**What to do**
Drop every image and restate the entries below word for word.

**Supplied records**
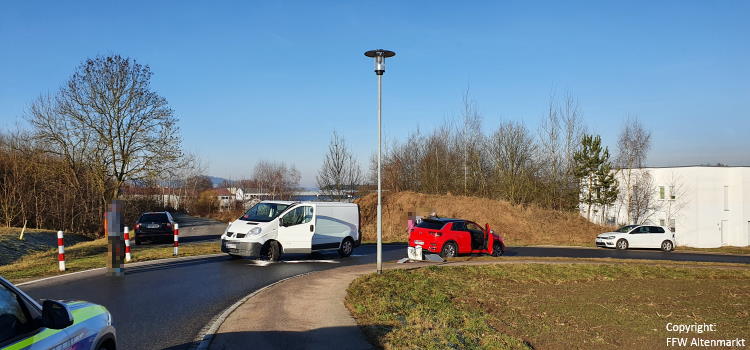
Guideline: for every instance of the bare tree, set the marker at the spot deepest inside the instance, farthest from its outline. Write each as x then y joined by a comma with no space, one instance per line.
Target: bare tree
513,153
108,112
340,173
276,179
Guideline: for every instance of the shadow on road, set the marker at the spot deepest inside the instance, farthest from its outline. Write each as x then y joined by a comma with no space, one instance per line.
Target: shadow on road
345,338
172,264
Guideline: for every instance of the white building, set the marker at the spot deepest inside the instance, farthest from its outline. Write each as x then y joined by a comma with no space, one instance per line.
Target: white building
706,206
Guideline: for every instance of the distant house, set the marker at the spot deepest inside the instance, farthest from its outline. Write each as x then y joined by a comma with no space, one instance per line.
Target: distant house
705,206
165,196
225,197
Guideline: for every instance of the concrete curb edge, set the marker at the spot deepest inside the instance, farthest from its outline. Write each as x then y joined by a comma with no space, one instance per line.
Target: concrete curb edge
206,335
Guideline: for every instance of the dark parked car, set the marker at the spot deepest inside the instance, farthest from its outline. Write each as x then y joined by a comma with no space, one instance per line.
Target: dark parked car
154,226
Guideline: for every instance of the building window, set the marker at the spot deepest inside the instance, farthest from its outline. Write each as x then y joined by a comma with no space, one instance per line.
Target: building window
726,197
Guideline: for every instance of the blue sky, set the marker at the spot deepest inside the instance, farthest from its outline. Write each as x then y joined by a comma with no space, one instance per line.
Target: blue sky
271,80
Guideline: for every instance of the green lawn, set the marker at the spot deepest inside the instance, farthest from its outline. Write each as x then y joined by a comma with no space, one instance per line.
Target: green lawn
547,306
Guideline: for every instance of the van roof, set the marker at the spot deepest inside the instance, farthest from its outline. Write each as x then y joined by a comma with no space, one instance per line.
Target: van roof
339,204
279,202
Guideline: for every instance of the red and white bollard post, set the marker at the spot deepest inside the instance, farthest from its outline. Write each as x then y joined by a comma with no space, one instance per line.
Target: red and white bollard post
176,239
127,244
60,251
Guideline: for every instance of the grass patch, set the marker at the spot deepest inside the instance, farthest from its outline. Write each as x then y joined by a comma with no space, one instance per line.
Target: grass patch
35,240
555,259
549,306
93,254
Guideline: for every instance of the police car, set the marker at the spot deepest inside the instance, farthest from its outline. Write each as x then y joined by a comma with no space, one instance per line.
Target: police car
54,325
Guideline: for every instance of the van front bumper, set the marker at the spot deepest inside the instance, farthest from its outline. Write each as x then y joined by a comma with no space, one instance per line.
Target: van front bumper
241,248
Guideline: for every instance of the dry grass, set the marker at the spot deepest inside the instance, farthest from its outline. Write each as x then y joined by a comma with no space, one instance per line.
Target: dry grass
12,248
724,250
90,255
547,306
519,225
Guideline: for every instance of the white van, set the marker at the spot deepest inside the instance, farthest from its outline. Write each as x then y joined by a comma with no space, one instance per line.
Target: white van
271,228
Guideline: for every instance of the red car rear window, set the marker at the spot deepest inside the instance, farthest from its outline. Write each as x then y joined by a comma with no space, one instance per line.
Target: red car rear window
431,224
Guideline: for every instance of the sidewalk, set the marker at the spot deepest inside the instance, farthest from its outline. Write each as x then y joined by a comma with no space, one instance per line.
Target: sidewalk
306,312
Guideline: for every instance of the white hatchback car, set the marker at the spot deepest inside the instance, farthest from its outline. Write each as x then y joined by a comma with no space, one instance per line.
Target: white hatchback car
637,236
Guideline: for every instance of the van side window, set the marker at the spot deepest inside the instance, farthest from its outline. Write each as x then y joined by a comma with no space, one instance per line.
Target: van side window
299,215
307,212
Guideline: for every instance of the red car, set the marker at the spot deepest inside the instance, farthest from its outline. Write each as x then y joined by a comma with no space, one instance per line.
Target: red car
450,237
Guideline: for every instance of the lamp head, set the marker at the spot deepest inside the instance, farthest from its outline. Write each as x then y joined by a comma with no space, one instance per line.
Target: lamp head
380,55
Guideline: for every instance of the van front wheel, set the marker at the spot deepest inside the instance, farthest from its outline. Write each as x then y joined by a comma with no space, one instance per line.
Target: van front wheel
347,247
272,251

**Solution to this task**
Guideline: for every instance of the bare tree, set the marker at the spot deepest inside the instance, farthest from its outline. Write each as x then y joined by a comma with no space, one instance per line.
Target: bare tree
513,153
108,112
340,173
276,179
Guideline: for every instance of the shadow on road, set the marker at the spot deepest inside the instance, farthest from its outline. Write each as x then y joined by a comma with no space, one instance per line.
Target: shadow on road
345,338
172,264
Guideline: for every instance of the white building, set the marker at the spot deepest inside the instance, farthest from its outline. Write each as x then y joined by a comma with no space, one instance per line.
Target: white building
706,206
Guideline: for every instance of the distant house, set the marker at the spot deepest inside the instance, farthest from its outline. Write each as x then y joined by a comma with no space, one instance per line.
Target: distant house
705,206
165,196
225,197
Guideline: for every instance of the concrete curb edge, set the marker at the spot deepest inside the instance, farthest from its outline. Write each as x then y joined by a comma with no space, one instance per line.
Target: concrete curb edge
206,335
Guideline: for every instance of the dark parked car, set the marker at the spot deepest inside the instance, farthest from its outline. Write each as x then y joined by a comma with no space, one instance per line.
Target: dark parked car
154,226
Guideline: for every instance of the building window, set the marker at the spot deepest inside the instance, farthest from its outline. Write each as x then y joined by a comma with no space, one instance per line.
Target: building window
726,197
Guideline: for every instance of the blue sky, set the marker at the spot deepest inside the instance, farthest from its outline. Write each as x then y joined by a comma with no space, one instance per line.
Target: blue sky
271,80
Guideline: for every instance of the green lawn, set the marker at the spot deepest inside the instance, farthest from its outline. Write each as x then y joined by a comma with no space, one instance per line.
Target: green lawn
547,306
Guideline: for every instance of the van roof, set the marker at the spot deepest inside the instance, farthest from its outline. Write each as x then y joined by a comma with no space, one instance per line.
Target: van roof
339,204
279,202
Guideline: for every instance of the red and white bollard post, set the marker at the spot deepest inside the instance, farthest from its outline. Write each as x then y joined by a comma with no space, one instance per line.
Target: red and white bollard post
176,239
127,244
60,251
Guideline: for every instance of the grass patch, set the marker at the spot deepest inside the instance, farthest from its outline. Write each as x then y joined by a comma with no space, one instance per line.
Target: grass patch
35,240
555,259
549,306
93,254
Guideline: for every instance of the police car, set the marker at the spot deepest inside the instance, farthest from its outline. Write each as x then y joined by a comma with no space, one instance per line.
Target: police car
54,325
Guideline: for every instance of the van front bumper, set the marker at the spot deepest inside the instance, farthest from its outline. Write each as x then y joined by a comma with no space, one instance per line.
Target: van front bumper
241,248
Guideline: for every instance of the dry grass, set the marker at the spot deepest inside the instance, farthest from its outline. Write each as x then y joined by a comma with no space, one instance per line.
Target: dry grass
12,248
724,250
90,255
547,306
519,225
Guideline: for every instance of the white van, set the marker at the spot deepest inside the instance, farthest from its outline. Write each as x then y joined by a comma with no space, one instance per line.
Target: white van
271,228
Guideline: for every instance of the red car rear window, set the marker at the spot deepest inside the instance, farthest from its outline. Write each as x then y joined by a comma with no space, one instance per line.
Target: red car rear window
431,224
Guideline: for every instance of the sidewalk, set the marker at the spot deepest inside the instance, farthest from its outline. Write each as x then y joined by a comma with no space, one instance per line.
Target: sidewalk
306,312
Guideline: for every instance of the white hatchback car, set the marker at the spot deepest inside the instance, farthest from its outline. Write each as x then y joined by a comma with no space, one instance per line.
Target: white hatchback car
637,236
Guideline: for every instance of the van side window, set the marker at the spot deepest inside the instance, farthest from its outline. Write each as x then y joined by a comma with no space, one instance per line.
Target: van side window
299,215
307,212
Guideline: for every instance of the red car, set the marker at the spot deepest inside the instance, farthest from its outline. Write each as x then y joined by a comma with no space, one instance per line.
Target: red car
450,237
Guideline: for every instance of the lamp head, set the marker at the spot deepest inside the instance, farthest from its outline. Write each as x then y joined by a comma with no space, one instance per line.
Target: lamp head
380,55
Guideline: for every instance of the van front wheel, set the marker at the spot deepest inside the instance, farthest from its outline. Write each as x then y joined by a comma with no space, one instance per line.
Target: van front wheel
347,247
272,251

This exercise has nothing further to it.